▶ **Goal of the exercise**
Gather every line in the records below that contains the string "blurred" and copy each one. Letter case counts.

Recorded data
_ _ _ _ _
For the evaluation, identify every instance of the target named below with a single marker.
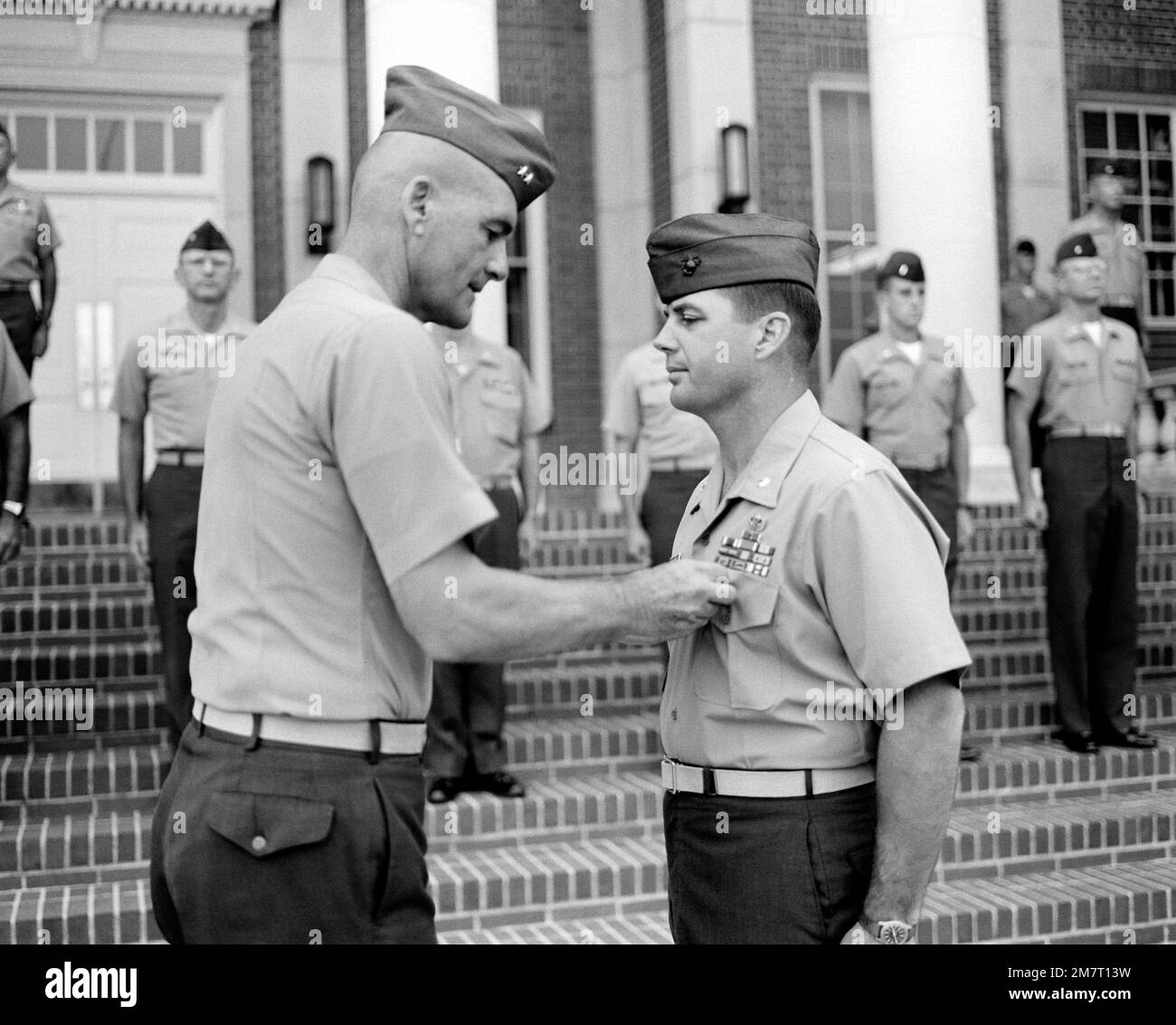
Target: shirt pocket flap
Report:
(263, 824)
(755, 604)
_ _ _ _ _
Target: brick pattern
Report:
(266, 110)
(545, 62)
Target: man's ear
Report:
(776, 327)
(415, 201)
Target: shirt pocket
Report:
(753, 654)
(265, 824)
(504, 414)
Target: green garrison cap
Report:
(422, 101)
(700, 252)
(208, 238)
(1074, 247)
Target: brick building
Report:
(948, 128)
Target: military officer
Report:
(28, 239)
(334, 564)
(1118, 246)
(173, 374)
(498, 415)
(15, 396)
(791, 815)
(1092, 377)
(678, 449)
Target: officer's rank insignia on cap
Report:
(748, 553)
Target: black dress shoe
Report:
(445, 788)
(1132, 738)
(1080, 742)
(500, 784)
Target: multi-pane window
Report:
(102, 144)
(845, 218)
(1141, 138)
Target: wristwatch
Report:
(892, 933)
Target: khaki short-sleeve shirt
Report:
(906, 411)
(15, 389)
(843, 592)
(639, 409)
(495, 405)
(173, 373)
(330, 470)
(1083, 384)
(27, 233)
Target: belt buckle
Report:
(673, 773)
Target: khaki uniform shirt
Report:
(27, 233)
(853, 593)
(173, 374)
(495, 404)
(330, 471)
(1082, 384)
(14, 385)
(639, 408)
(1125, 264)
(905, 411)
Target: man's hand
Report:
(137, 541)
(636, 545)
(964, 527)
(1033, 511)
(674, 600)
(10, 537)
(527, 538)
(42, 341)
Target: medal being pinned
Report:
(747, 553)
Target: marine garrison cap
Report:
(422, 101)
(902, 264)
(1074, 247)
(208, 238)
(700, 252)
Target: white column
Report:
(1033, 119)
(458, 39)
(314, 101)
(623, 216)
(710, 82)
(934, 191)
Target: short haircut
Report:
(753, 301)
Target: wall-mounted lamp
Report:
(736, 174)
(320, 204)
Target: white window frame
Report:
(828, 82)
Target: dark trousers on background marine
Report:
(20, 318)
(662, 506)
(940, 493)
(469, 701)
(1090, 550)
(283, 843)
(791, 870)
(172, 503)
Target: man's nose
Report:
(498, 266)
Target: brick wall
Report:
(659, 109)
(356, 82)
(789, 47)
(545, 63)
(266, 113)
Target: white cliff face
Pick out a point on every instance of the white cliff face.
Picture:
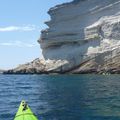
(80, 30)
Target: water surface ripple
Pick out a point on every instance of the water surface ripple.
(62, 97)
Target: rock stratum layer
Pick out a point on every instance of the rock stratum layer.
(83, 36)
_ _ _ _ _
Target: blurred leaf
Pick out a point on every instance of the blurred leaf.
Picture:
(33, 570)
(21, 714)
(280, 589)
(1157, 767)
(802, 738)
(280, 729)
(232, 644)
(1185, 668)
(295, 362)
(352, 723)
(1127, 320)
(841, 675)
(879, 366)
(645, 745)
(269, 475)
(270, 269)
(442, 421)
_ _ _ _ _
▶ **Response to the exercise**
Target: blurred leaf
Pick out a point on every instance of the blurred leaf.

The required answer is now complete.